Lawmakers getting new cars despite push to pare California’s vehicle fleet
Reporting from Sacramento — Lawmakers have spent at least $259,000 in taxpayer funds on new SUVs and other vehicles for themselves in the last year despite a push by the new governor and the last one to cut California’s fleet amid the state’s financial crisis.
Newly elected Assemblyman Luis Alejo (D- Salinas) is taking delivery of a 2011 Ford Escape Hybrid, worth $37,269. More than $32,000 went to buy a 2011 Ford Edge for freshman Tim Donnelly (R-Twin Peaks), a “tea party” activist and the Legislature’s most strident conservative. And Assemblywoman Cathleen Galgiani (D-Stockton), who was reelected, is now behind the wheel of a 2011 Ford Mustang worth $24,657.
The Assembly bought cars for eight legislators in the last year. An additional 24 new lawmakers are eligible to get new cars but have not yet asked for one, officials said.
The state Senate has not provided a roster requested last month of its new car purchases.

→ REQUIRED ACTION 1: In the article about lawmakers' new cars, what car is Assemblywoman Cathleen Galgiani now driving?
→ REQUIRED ACTION 2: Write the next part of the article about lawmakers' new cars, picking up right after its last sentence.

Excerpts from a dataset:
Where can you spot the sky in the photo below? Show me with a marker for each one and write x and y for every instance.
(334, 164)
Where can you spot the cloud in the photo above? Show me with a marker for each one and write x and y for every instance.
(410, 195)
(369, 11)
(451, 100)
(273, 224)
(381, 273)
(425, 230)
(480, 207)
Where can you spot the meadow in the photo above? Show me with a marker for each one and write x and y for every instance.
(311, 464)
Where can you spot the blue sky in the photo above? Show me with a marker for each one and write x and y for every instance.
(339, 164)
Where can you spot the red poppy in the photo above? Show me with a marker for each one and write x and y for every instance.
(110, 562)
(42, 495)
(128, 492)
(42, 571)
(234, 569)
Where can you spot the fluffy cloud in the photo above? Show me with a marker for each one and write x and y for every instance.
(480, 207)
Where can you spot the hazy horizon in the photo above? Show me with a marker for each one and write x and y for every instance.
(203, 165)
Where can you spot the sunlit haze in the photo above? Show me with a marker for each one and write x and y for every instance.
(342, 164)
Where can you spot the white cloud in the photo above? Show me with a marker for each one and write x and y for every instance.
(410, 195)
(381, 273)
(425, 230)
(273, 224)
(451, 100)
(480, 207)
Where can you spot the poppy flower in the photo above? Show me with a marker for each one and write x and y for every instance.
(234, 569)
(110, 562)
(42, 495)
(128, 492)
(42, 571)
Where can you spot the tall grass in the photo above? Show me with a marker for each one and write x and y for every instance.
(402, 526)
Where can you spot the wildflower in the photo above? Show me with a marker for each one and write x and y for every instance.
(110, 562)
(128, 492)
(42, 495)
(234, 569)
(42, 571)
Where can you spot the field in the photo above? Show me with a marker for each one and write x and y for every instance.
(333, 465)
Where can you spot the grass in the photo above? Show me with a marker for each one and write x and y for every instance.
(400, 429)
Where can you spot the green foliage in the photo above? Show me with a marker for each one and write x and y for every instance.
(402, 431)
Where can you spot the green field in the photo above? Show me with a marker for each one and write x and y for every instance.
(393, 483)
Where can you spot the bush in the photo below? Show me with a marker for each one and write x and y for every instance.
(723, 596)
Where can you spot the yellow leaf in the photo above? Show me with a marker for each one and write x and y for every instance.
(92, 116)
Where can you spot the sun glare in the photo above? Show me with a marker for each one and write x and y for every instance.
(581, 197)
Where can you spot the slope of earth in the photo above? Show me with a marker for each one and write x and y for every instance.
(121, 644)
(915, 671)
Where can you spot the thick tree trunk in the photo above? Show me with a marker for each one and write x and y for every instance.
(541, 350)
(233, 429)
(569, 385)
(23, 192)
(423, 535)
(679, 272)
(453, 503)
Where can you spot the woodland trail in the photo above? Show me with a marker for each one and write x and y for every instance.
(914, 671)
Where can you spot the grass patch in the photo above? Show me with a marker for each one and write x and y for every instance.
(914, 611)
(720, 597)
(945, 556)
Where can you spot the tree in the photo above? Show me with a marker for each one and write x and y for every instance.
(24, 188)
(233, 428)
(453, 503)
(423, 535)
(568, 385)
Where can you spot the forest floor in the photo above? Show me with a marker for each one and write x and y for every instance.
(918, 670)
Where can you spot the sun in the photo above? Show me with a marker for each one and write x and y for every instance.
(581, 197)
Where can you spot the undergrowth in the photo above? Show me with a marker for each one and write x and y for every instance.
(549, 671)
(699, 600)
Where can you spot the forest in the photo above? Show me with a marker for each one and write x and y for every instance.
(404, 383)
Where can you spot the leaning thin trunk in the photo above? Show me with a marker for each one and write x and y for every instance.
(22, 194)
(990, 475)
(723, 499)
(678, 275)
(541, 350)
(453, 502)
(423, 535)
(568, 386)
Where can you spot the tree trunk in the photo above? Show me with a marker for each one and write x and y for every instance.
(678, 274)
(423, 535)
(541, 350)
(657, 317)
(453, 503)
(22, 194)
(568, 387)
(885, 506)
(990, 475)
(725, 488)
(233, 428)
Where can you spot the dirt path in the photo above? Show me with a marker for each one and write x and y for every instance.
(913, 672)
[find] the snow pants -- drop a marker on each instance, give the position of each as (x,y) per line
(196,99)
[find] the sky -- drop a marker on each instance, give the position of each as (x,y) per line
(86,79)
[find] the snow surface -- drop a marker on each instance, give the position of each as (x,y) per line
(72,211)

→ RESPONSE AREA 1: A 2011 Ford Mustang worth $24,657.

→ RESPONSE AREA 2:
The expenditures are “an ongoing symptom of how out of touch legislators are with normal Californians,” said Kris Vosburgh, executive director of the Howard Jarvis Taxpayers Assn. “ Sacramento operates as if it is another planet. They continue to have a party-hearty attitude.”
The same lawmakers will be taking up Gov. Jerry Brown’s plans to cut the government’s vehicle fleet of 13,600, which he says is too large. “To reduce the number of vehicles in the state’s fleet, the administration will require each vehicle’s purpose and necessity to be rejustified,” according to the budget Brown released Monday.
To pare the fleet, former Gov. Arnold Schwarzenegger sold off hundreds of cars in 2009.
The most expensive new car was purchased for Alejo. The assemblyman wanted to get a hybrid for environmental reasons, and needed a new car because he drives from his district to Sacramento and back every week — unlike many of his colleagues who fly home, spokeswoman Marva Diaz said.
“He is driving it a ton,” she said.
Galgiani had been driving a 4-year-old Ford Crown Victoria that had 145,000 miles on it and had begun having mechanical problems, according to Robin Adam, a spokesman for the assemblywoman.
“It was starting to require a lot of service,” Adam said.
The state buys the vehicles, then spreads part of the purchase price over a three- or four-year “lease” to the lawmaker, factoring in depreciation. The state pays most of the monthly cost out of the Assembly budget. The new lawmakers are paying $83 to $109 a month toward the lease, depending on the car.
More than 40 other Assembly members also have state-purchased cars, but the vehicles were purchased before 2010.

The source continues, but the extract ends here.